* Source extract:
- Genre: Crime drama Action Thriller
- Based on: Legends: A Novel of Dissimulation by Robert Littell
- Developed by: Howard Gordon; Jeffrey Nachmanoff; Mark Bomback;
- Starring: Sean Bean; Ali Larter; Morris Chestnut; Tina Majorino; Steve Harris; Youssef Tounzi; Amber Valletta; Mason Cook; Steve Kazee; Winter Ave Zoli; Klára Issová; Aisling Franciosi; Anna Rust; Kelly Overton; Ralph Brown;
- Composers: Reinhold Heil; Tree Adams;
- Country of origin: United States
- Original language: English
- No. of seasons: 2
- No. of episodes: 20

Production
- Executive producers: Howard Gordon; Alexander Cary; Jonathan Levin; Brad Turner; David Wilcox; Joseph McKay; Ethan Reiff; David Semel; Cyrus Voris; Kenneth Biller;
- Producers: Sean Bean; Kelly A. Manners; Jamie Payne;
- Cinematography: Yasu Tanida; Sidney Sidell; Mathias Herndl;
- Editors: James Kilton; Scott Lerner; Tod Feuerman; Scott Boyd; Lise Johnson; David Lebowitz; Mark C. Baldwin; Stephen Mark; Scott Powell; Leonard Jordan;
- Running time: 60 minutes
- Production companies: Paperboy Productions (season 2); Teakwood Lane Productions; Fox 21 Television Studios;

Original release
- Network: TNT
- Release: August 13, 2014 – December 28, 2015

= Legends (TV series) =

American crime drama television series

Legends is an American crime drama television series that aired on TNT from August 13, 2014, to December 28, 2015. Developed by Howard Gordon, Jeffrey Nachmanoff, and Mark Bomback, the series is based on the 2005 book Legends: A Novel of Dissimulation written by Robert Littell. On December 4, 2014, TNT renewed Legends for a 10-episode second season, which premiered on November 2, 2015. On December 15, 2015, TNT canceled the series after two seasons and 20 episodes.

==Premise==
Martin Odum (Bean) is an undercover FBI agent who changes himself into a different person for each case. A "mysterious stranger" (played by Billy Brown) causes him to question his sanity.

* Exercise instructions:
- A) In the article on the TV series Legends, what makes Martin Odum question his sanity? Answer in one to three sentences.
- B) Translate this sentence from the article on the TV series Legends into Spanish: "Martin Odum (Bean) is an undercover FBI agent who changes himself into a different person for each case."
- C) Using the article on the TV series Legends, decide whether each statement agrees with it. Answer yes or no and quote the words that settle it. (i) The second season had 10 episodes. (ii) The book the series is based on came out in 2014. (iii) TNT canceled the show after three seasons.

* Stored data:
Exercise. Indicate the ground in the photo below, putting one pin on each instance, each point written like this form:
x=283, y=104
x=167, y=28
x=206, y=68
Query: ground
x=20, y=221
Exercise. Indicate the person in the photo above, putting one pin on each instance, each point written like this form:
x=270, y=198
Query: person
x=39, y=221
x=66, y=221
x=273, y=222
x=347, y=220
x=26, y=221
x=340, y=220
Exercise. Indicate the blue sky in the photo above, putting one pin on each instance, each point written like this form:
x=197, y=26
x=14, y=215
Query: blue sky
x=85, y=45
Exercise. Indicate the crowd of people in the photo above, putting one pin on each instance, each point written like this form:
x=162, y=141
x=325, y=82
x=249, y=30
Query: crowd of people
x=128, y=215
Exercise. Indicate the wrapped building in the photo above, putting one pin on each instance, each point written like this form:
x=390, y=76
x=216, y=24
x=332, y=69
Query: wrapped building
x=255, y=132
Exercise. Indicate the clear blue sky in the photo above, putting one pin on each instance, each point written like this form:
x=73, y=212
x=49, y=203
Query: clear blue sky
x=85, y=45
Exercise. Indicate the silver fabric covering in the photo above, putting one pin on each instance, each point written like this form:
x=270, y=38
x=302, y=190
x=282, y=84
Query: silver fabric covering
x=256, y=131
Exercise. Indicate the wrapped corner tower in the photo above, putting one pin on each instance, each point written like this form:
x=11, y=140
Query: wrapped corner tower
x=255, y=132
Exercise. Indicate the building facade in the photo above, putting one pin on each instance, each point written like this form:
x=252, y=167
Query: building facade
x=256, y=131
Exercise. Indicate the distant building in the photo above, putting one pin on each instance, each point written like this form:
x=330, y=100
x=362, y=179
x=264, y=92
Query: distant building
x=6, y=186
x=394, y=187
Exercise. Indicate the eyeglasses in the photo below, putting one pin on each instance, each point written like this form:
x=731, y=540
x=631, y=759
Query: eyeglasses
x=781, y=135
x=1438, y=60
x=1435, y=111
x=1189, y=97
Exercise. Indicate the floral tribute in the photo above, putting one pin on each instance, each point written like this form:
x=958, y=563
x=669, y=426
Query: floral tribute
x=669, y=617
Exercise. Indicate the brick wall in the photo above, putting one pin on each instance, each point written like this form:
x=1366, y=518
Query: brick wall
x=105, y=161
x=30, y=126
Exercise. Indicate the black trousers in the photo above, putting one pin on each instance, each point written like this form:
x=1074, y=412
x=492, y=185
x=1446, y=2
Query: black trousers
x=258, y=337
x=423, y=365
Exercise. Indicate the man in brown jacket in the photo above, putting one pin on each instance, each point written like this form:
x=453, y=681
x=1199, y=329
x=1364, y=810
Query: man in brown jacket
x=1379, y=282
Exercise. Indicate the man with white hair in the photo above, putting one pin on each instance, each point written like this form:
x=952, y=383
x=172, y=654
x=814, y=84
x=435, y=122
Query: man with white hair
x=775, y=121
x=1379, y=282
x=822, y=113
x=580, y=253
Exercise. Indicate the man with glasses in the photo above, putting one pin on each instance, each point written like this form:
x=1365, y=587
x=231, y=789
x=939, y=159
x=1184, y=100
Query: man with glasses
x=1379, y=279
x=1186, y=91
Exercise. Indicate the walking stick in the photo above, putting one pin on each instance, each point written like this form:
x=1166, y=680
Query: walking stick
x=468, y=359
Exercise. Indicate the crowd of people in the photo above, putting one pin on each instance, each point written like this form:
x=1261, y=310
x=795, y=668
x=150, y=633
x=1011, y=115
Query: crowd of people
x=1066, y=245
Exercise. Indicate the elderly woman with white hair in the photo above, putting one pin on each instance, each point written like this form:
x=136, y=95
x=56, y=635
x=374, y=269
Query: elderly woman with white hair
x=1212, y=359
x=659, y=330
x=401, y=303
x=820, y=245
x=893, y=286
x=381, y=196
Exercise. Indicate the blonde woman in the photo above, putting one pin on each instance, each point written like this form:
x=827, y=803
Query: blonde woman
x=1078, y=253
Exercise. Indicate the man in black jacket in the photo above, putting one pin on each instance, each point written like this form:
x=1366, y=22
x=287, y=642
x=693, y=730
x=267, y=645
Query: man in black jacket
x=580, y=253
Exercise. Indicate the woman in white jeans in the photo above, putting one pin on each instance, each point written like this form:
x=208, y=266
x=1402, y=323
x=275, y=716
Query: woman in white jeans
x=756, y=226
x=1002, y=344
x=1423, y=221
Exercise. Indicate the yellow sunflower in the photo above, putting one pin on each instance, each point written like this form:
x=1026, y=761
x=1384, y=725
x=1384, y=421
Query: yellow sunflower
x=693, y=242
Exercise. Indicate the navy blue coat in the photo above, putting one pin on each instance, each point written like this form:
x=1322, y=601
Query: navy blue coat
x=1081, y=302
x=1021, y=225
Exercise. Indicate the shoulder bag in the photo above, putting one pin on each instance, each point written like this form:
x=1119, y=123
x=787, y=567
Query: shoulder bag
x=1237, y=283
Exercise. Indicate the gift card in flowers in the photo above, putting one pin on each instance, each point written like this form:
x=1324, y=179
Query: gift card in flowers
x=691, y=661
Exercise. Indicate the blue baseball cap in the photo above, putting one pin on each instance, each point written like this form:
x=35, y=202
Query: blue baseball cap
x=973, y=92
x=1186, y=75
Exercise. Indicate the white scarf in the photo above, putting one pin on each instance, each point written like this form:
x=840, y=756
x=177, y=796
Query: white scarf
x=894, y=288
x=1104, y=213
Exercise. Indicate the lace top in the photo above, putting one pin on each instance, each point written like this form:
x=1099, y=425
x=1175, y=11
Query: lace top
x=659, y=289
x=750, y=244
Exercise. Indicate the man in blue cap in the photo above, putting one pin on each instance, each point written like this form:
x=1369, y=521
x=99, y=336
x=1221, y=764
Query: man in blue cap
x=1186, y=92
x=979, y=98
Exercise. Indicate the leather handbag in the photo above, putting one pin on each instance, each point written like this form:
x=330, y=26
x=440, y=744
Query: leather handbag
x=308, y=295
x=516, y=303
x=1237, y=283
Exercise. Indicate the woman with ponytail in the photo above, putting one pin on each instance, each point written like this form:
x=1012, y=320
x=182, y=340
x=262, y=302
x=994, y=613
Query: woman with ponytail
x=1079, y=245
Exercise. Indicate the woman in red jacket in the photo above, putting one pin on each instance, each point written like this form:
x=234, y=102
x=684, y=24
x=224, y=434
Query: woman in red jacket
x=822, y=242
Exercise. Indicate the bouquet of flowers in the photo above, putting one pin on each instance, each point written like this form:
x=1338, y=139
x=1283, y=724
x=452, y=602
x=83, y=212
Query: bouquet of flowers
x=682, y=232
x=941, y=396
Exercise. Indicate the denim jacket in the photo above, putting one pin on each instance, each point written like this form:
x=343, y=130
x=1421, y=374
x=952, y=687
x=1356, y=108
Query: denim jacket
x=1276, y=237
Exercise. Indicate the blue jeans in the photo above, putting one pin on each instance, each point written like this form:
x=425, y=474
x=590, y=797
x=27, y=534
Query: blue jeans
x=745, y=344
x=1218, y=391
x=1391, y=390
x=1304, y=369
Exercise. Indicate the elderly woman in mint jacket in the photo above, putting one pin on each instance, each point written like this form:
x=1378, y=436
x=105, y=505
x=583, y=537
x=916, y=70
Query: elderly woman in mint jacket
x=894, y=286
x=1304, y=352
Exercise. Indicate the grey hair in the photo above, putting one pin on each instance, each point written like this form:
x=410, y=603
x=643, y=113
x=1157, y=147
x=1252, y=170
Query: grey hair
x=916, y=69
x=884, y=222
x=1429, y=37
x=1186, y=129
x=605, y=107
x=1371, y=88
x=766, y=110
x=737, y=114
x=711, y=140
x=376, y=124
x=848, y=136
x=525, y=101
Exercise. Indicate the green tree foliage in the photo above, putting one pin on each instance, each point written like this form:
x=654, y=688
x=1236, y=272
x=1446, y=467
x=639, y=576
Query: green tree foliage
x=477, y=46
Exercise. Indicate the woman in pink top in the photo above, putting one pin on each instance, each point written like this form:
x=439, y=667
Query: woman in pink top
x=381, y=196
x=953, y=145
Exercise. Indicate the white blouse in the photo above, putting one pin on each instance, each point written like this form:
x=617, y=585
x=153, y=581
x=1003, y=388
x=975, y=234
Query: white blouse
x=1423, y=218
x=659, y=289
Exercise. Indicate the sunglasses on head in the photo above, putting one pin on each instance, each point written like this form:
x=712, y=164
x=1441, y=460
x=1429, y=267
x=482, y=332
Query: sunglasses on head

* Answers per task:
- A) A "mysterious stranger," played by Billy Brown, causes Martin Odum to question his sanity.

- B) Martin Odum (Bean) es un agente encubierto del FBI que se transforma en una persona diferente para cada caso.

- C)
(i) Yes: "TNT renewed Legends for a 10-episode second season"
(ii) No: "the 2005 book Legends: A Novel of Dissimulation"
(iii) No: "TNT canceled the series after two seasons and 20 episodes"